*TEXTE*.

Bien que la pandémie de COVID-19 continue d’engendrer des répercussions disproportionnées sur leur santé et leur bien-être, les données sur l’effet de la pandémie sur les Premières Nations, les Inuits et les Métis sont limitées. La plupart des bases de données sur la santé ne contiennent pas d’identifiants des Premières Nations, des Inuits et des Métis; elles sont fondées sur des modes de connaissance coloniaux; elles ont été déterminées en dehors des collectivités des Premières Nations, des Inuits et des Métis et ne font donc pas avancer les priorités propres aux peuples. Les données limitées qui existent montrent ce qui suit :
- Les collectivités des Premières Nations, des Inuits et des Métis ont mis en œuvre de façon autonome des réponses communautaires à la pandémie, telles que des mesures de soutien en matière de santé physique et mentale et des restrictions supplémentaires1,11, qui ont contribué à des taux de cas et de décès liés à la COVID-19 plus faibles dans certaines collectivités12,13.

*Données enregistrées*.
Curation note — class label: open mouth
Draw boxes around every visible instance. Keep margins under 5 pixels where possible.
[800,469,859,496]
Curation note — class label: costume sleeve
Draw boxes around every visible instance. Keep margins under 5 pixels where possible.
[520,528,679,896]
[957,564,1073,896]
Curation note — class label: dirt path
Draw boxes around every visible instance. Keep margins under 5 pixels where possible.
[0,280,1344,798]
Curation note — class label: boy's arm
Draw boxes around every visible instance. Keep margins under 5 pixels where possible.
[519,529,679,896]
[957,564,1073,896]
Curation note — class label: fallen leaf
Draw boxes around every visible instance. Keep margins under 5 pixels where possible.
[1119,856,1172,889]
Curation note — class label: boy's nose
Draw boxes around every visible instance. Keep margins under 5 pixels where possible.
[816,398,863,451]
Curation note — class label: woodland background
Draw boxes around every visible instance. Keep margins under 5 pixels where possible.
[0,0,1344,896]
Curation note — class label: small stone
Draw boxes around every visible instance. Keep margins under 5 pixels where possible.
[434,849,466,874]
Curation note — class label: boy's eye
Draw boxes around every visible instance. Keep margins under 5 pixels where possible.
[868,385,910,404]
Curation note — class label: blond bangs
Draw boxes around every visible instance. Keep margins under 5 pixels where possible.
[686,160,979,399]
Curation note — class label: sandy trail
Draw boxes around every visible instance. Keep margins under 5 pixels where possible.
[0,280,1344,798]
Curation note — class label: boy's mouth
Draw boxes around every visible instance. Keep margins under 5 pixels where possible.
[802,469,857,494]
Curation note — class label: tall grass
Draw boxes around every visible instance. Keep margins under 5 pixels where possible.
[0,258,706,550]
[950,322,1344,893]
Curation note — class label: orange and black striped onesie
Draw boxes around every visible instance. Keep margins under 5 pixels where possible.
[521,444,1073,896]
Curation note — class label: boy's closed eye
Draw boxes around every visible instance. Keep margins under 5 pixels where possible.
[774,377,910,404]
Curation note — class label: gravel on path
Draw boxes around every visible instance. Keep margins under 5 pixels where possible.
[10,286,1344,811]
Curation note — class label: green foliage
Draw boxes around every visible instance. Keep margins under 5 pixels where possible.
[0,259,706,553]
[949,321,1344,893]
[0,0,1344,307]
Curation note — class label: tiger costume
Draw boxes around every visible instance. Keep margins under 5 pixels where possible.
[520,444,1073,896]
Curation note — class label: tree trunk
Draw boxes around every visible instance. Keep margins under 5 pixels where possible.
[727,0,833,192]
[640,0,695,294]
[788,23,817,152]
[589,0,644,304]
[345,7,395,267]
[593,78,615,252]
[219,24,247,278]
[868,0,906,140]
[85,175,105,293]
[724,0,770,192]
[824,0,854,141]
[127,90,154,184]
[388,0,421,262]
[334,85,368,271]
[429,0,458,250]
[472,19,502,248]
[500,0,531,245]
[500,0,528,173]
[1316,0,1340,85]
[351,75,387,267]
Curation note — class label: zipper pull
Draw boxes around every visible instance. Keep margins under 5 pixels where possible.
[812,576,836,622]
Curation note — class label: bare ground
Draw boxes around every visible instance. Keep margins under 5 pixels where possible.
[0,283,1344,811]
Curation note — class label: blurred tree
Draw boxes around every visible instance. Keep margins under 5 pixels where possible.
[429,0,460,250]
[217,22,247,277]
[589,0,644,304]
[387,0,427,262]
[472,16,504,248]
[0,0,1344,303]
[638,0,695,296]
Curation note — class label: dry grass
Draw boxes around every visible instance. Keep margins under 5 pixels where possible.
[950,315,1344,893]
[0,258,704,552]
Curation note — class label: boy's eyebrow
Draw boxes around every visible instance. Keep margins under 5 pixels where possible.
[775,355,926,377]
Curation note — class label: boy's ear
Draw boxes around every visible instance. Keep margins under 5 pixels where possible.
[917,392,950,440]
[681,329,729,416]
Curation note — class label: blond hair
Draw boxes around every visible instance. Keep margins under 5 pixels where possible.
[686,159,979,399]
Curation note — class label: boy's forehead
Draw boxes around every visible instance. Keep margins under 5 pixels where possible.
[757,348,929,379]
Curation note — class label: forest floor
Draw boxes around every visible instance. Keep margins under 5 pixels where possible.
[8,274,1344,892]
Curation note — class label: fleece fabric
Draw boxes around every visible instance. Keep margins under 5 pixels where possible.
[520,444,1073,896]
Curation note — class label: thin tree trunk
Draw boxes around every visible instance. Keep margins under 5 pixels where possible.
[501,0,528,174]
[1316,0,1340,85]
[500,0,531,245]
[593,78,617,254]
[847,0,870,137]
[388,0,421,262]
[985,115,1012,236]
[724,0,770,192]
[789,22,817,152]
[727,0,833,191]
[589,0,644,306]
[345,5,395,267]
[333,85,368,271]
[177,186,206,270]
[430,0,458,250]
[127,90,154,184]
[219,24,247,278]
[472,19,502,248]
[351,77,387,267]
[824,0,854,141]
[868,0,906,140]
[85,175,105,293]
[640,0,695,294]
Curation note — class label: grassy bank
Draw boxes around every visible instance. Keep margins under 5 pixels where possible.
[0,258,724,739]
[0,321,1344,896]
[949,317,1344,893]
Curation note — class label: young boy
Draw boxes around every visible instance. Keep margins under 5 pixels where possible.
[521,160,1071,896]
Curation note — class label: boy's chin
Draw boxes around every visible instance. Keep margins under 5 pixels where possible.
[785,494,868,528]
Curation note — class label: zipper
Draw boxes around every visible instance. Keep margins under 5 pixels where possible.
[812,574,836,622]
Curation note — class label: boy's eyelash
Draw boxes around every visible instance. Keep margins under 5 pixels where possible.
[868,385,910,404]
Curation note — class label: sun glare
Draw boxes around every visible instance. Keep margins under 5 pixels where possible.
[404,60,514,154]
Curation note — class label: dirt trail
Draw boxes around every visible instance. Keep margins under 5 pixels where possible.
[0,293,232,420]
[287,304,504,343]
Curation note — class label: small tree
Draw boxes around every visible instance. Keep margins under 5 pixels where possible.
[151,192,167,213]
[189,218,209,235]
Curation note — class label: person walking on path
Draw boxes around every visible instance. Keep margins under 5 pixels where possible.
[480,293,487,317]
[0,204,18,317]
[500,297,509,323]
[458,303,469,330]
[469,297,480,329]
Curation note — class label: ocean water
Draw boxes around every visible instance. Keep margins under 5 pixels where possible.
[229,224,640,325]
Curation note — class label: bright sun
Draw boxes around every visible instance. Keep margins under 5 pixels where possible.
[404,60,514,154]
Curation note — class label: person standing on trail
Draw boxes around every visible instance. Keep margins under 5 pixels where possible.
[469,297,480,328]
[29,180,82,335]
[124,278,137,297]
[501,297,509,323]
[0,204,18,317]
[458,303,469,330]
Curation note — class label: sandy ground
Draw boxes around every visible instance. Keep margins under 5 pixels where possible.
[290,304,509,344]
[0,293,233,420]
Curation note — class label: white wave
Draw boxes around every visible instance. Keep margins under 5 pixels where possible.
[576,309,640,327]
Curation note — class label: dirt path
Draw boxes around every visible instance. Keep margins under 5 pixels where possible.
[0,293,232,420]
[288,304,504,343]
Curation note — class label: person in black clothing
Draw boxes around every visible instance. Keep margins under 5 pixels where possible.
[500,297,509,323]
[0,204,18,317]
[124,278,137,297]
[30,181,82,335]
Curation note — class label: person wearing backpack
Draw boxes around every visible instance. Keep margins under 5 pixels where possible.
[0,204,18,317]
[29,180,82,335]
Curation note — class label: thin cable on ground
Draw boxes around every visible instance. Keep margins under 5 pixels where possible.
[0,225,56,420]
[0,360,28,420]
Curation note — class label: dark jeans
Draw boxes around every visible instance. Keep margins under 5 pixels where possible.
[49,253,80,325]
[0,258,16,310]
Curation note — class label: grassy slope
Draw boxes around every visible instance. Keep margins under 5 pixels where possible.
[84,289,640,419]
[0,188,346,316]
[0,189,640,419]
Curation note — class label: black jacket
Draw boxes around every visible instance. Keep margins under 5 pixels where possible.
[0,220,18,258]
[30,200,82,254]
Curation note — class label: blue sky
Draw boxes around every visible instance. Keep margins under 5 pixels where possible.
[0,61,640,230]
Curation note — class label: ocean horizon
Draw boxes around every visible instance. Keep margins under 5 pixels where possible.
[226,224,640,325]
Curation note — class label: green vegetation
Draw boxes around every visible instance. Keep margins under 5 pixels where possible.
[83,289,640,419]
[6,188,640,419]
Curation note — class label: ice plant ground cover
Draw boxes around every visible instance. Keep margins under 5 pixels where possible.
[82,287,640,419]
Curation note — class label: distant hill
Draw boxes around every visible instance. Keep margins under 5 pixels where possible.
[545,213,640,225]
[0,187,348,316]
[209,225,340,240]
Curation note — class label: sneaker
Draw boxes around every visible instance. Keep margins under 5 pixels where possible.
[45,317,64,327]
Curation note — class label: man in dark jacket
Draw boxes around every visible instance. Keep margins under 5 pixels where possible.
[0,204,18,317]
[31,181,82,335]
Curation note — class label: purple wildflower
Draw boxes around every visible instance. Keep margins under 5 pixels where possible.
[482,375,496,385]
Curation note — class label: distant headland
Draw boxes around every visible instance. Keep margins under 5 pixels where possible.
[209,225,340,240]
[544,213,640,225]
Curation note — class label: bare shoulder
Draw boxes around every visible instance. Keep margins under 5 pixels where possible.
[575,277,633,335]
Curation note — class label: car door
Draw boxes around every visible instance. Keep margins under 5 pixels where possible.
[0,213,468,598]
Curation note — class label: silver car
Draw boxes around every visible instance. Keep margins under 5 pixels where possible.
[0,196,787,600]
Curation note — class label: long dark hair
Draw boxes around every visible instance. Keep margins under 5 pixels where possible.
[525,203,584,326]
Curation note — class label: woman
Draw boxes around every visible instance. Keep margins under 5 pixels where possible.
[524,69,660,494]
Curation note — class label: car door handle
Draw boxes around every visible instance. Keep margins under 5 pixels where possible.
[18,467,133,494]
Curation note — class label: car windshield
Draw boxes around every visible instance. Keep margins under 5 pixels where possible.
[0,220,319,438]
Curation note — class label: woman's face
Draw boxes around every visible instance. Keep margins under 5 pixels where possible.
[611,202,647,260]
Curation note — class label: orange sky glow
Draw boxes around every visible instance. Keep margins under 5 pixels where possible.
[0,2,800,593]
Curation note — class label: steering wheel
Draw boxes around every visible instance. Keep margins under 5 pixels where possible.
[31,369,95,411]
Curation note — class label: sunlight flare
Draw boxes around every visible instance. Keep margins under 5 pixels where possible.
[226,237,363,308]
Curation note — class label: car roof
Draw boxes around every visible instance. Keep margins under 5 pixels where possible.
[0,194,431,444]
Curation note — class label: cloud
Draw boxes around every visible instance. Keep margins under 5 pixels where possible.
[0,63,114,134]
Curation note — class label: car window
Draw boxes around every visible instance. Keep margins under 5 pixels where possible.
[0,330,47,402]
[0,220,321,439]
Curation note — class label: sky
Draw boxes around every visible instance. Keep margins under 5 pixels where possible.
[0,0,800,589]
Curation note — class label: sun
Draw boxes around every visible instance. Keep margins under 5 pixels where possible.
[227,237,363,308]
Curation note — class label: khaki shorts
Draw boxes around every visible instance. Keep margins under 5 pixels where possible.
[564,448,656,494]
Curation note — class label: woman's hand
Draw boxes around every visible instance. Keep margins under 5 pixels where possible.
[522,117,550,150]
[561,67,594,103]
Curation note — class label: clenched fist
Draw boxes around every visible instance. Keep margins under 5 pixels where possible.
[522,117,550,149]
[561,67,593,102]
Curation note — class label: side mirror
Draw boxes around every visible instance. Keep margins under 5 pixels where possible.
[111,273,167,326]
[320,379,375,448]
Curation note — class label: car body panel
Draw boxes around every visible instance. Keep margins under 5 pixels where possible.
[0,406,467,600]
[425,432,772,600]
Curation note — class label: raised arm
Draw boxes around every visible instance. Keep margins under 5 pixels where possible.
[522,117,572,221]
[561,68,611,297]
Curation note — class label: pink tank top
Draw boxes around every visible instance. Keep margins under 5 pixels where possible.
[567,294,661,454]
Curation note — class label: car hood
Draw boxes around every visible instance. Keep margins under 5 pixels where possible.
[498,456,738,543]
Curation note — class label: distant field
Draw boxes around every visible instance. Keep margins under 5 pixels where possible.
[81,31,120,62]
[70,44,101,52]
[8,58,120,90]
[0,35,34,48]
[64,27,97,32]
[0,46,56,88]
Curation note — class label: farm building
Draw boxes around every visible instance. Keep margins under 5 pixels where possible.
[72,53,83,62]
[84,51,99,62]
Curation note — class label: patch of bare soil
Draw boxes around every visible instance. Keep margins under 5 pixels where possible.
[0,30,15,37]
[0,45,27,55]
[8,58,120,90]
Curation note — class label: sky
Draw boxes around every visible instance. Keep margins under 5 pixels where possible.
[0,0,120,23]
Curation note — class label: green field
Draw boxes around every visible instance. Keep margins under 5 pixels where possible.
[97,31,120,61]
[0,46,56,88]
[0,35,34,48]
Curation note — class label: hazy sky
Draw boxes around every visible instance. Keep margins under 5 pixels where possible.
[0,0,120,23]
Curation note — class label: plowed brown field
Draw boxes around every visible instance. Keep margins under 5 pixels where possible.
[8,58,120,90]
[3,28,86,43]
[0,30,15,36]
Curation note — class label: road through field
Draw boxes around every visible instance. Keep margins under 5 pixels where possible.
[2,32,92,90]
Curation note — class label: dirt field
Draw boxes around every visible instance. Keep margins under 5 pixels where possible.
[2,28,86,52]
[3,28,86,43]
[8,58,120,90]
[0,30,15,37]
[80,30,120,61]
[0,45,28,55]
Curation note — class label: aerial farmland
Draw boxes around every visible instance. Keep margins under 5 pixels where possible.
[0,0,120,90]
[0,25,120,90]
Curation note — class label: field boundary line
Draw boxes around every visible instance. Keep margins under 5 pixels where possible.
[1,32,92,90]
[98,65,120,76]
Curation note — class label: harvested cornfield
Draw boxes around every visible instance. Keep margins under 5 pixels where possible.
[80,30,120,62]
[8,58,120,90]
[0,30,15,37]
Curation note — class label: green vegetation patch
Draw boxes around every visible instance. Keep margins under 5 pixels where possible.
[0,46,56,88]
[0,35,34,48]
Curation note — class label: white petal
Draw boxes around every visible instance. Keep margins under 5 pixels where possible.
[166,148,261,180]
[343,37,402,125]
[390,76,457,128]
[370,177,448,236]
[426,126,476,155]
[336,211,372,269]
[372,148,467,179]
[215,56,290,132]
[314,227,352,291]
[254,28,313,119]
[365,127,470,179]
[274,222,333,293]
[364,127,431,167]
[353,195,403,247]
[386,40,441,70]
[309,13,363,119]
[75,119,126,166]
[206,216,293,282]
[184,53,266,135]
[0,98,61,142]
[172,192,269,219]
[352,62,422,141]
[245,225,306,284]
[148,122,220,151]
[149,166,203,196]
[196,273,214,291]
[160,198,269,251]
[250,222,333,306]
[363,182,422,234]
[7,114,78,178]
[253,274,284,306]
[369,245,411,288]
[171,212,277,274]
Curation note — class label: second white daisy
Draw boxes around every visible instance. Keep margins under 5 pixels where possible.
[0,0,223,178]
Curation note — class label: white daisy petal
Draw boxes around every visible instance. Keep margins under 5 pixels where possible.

*CONSIGNES DE TRAVAIL*.
Selon le texte sur la pandémie de COVID-19 chez les Premières Nations, les Inuits et les Métis, quels identifiants la plupart des bases de données sur la santé ne contiennent-elles pas ? Ces lignes n'ont aucun lien avec le texte.

*RÉPONSE ÉCRITE*.
Elles ne contiennent pas d'identifiants des Premières Nations, des Inuits et des Métis.